> [WORK TO DO]: Can you reproduce every line of the records below, requests included, with each coordinate in the polygon outlines shifted by -31 and the pictures left out?

> [SUPPLIED DATA]:
################

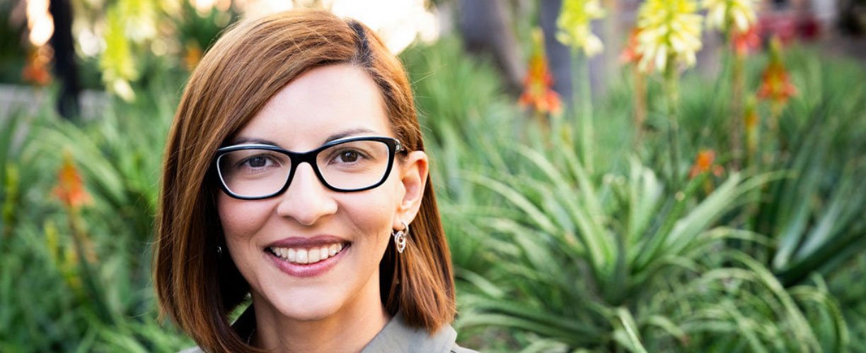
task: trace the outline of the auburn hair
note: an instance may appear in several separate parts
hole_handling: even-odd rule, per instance
[[[205,351],[257,351],[229,314],[249,285],[216,248],[223,234],[211,169],[218,149],[306,71],[347,63],[372,77],[390,125],[409,151],[423,151],[411,88],[399,60],[366,26],[323,10],[290,10],[232,25],[191,74],[169,132],[154,254],[161,313]],[[391,315],[433,332],[455,315],[450,254],[427,178],[406,251],[390,243],[379,265],[382,303]]]

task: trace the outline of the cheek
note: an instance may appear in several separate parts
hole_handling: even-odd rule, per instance
[[[266,207],[263,202],[238,200],[220,193],[216,209],[226,242],[255,234],[268,218]]]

################

> [REPLY]:
task: trace the outline of the auburn hair
note: an instance may appear in several separate parts
hole_handling: even-odd rule, per instance
[[[174,320],[226,320],[198,283],[218,254],[185,217],[192,203],[180,138],[187,118],[275,40],[316,32],[341,46],[359,94],[378,120],[392,120],[380,57],[368,29],[335,-5],[292,-21],[259,-21],[201,-6],[160,43],[138,101],[123,223],[130,282]],[[360,284],[402,301],[424,284],[419,223],[396,147],[375,220],[359,212],[348,234],[351,272]]]

task: trace the outline of the cheek
note: an instance may appear in several separate parts
hole_handling: even-odd rule, per instance
[[[235,176],[232,171],[207,169],[189,162],[185,178],[195,211],[224,203],[237,187]]]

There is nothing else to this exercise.